◆ **SET TASK**
Output the lines of the records unchanged, from the line with "Segment every instance of the **ship mast**." through the last line of the records.

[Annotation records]
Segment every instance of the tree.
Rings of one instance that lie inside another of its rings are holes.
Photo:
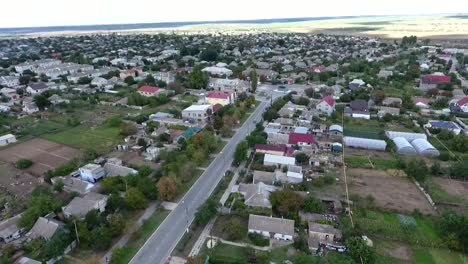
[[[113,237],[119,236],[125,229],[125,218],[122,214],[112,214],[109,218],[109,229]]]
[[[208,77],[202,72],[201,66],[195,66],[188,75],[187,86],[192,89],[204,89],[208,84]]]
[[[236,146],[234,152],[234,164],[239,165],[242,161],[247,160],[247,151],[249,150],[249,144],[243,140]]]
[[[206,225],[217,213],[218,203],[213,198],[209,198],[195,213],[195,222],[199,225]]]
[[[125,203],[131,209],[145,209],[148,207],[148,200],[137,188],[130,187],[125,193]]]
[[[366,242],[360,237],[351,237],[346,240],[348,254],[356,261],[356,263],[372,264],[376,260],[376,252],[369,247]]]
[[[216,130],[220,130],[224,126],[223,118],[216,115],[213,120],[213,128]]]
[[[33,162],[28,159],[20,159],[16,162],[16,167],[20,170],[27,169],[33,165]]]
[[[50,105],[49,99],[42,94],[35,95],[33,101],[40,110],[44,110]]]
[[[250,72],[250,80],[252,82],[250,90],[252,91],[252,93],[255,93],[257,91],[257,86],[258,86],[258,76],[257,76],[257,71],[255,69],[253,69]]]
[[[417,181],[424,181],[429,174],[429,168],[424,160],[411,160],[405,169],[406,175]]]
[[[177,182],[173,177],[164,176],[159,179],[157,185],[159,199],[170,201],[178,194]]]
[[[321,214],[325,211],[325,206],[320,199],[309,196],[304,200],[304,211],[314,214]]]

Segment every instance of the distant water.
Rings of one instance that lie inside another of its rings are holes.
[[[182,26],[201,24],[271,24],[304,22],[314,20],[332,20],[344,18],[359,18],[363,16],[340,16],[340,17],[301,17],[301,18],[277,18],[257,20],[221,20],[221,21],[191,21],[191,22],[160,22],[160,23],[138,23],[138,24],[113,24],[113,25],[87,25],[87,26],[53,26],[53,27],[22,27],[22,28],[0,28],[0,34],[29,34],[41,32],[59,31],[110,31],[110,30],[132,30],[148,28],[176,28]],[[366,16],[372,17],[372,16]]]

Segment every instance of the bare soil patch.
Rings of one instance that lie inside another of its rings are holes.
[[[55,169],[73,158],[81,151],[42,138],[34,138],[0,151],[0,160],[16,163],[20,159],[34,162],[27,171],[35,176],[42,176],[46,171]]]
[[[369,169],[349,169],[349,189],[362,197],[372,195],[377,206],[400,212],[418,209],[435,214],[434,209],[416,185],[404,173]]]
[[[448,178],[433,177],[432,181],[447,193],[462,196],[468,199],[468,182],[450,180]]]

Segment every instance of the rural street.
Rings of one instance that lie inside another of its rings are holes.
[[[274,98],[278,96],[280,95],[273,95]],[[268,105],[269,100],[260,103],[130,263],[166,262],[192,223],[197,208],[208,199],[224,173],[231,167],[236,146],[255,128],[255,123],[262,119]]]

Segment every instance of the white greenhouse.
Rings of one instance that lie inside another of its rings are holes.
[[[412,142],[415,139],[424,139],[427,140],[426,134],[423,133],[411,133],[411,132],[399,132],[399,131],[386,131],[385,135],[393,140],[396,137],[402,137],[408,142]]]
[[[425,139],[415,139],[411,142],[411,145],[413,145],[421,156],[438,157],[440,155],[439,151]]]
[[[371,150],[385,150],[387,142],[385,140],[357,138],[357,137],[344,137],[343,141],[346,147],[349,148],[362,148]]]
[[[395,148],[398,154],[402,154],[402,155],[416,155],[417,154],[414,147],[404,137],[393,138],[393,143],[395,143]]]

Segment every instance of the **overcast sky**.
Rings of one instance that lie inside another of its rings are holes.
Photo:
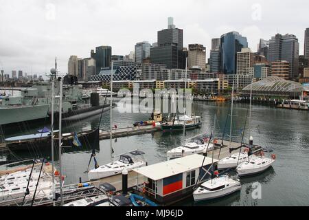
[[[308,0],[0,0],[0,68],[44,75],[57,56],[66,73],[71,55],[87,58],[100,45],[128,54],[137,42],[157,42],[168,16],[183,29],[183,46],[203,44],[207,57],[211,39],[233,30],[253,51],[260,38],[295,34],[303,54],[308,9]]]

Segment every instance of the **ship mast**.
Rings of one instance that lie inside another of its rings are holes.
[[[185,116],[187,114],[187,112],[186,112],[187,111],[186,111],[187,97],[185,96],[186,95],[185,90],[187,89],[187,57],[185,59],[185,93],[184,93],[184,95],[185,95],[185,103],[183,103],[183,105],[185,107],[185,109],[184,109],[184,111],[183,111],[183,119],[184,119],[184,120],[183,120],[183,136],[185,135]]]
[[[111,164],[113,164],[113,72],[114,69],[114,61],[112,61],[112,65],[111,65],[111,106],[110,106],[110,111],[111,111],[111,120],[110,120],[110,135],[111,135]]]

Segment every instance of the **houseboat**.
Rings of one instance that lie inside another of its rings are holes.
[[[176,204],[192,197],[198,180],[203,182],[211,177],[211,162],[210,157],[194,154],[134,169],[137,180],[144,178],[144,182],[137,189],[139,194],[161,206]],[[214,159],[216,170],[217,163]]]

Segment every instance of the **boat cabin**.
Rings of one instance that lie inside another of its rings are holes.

◆ **ANSWER TO THE EXERCISE**
Segment every instance of the **ship mast**.
Rings of one instance that lie inside another of its rings are holes.
[[[185,116],[187,114],[187,112],[186,112],[187,111],[186,111],[187,97],[185,96],[186,95],[185,90],[187,89],[187,57],[185,59],[185,93],[184,93],[184,95],[185,95],[185,103],[183,103],[183,105],[185,107],[185,109],[184,109],[184,111],[183,111],[183,119],[184,119],[184,120],[183,120],[183,136],[185,135]]]
[[[111,164],[113,164],[113,72],[114,69],[114,61],[112,61],[112,65],[111,65],[111,106],[110,106],[110,111],[111,111],[111,120],[110,120],[110,135],[111,135]]]

Segment every instance of the **houseboat**.
Rings of one instance that lie inside another of its rings are holes.
[[[176,204],[192,197],[198,180],[203,182],[211,177],[211,162],[210,157],[194,154],[134,169],[137,180],[144,178],[144,182],[137,189],[139,194],[161,206]],[[214,159],[216,170],[217,163]]]

Segment every instance of the **boat cabin**.
Rings of one instance that lie inside another of its rings are holes.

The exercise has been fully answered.